-------- Textausschnitt --------

Süddeutsche Zeitung

Dachauer Altstadt:Machtlos gegen trickreiche Raser

Lesezeit: 3 min

Weil in die Straße eingelassene Poller nicht verhindern, dass getunte Autos nachts durch die Klosterstraße brettern, will die Stadt nun ein weiteres Verkehrsschild anbringen. Dass das Problem so zu lösen ist, glaubt allerdings keiner.

Von Thomas Radlmaier, Dachau

Die Anwohner der Kloster- und Schloßstraße müssen sich nachts weiter auf aufheulende Motoren und quietschende Reifen einstellen. Die Stadt Dachau ist ratlos, wie sie der Poser- und Raserszene am Schlossplatz Herr werden soll. Regelmäßig brettern weit nach 23 Uhr getunte Autos das Kopfsteinpflaster der Kloster- und Schloßstraße rauf und runter und bringen so die etwa 150 Anwohner um ihren Schlaf. Seit Jahren treffen sich auf dem Schlossplatz junge Erwachsene, um dort mit ihren aufgemotzten Schlitten zu posen. Von hier aus starten sie mit ihren Karossen illegale Straßenrennen nach München. Die Poller auf Höhe der Hexengasse, welche die Stadt im vergangenen Jahr in der Straße einbauen ließ, erweisen sich als wirkungslos, da die Raser diese mit einem Trick umgehen. Auch verstärkte Kontrollen der Polizei schrecken die Poser laut Stadtverwaltung nicht ab. Jetzt will die Stadt ganz unten in der Klosterstraße auf Höhe der Buchhandlung Wittmann ein Verkehrsschild anbringen, das signalisiert, dass zwischen 23 und 5 Uhr nur Anlieger hochfahren dürfen.

Die neue Beschilderung ist nur ein weiterer verzweifelter Versuch, das Problem in den Griff zu bekommen. Die Erfolgsaussichten dürften gering sein. Dasselbe Schild ist bereits auf Höhe der Hexengasse angebracht und wird von den Rasern ignoriert. Zumal der Begriff Anlieger verkehrsrechtlich gesehen ohnehin schwammig ist. "Das Schild wird nichts helfen", sagt Anwohner-Sprecher Frank Teister. Die Autofahrer würden schließlich schon jetzt das Schild übersehen, das auf eine Geschwindigkeitsbegrenzung von zehn Kilometer pro Stunde hinweise. Teister und andere Anwohner haben eine Online-Petition gestartet. Diese haben inzwischen etwa 220 Menschen unterschrieben. Unterstützung bekommen sie auch von Restaurants in der Augsburger Straße. Teister glaubt, dass weitere Poller unten an der Einfahrt zur Klosterstraße etwas bringen würden. "Dann staut es sich an der Augsburger Straße. Das würde vielleicht viele abschrecken."

--------

> [Kurze Aufgabe]
Gib aus dem Artikel über die Raser in Dachau den Abschnitt von „Dachauer Altstadt:Machtlos gegen“ bis einschließlich „glaubt allerdings keiner.“ wortgetreu aus. Für die Antworten zählt nur der Artikel über die Raser in Dachau.

-------- Gesammelte Daten --------

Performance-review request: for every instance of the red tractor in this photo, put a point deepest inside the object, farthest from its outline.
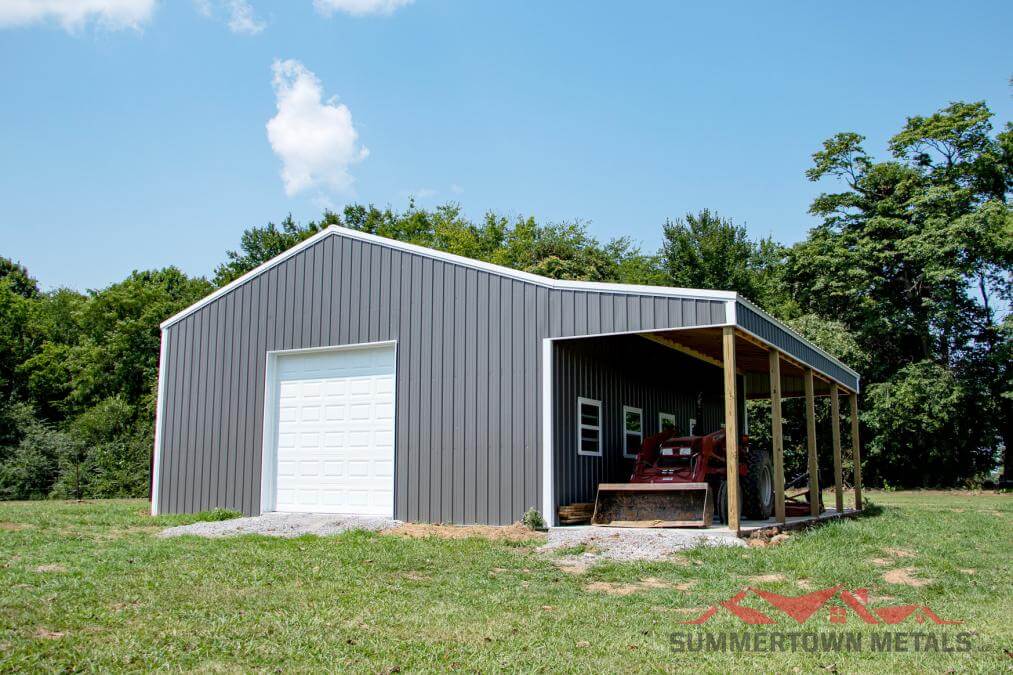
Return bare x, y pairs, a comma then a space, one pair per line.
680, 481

--------

> [Deine Lösung]
Dachauer Altstadt:Machtlos gegen trickreiche Raser

Lesezeit: 3 min

Weil in die Straße eingelassene Poller nicht verhindern, dass getunte Autos nachts durch die Klosterstraße brettern, will die Stadt nun ein weiteres Verkehrsschild anbringen. Dass das Problem so zu lösen ist, glaubt allerdings keiner.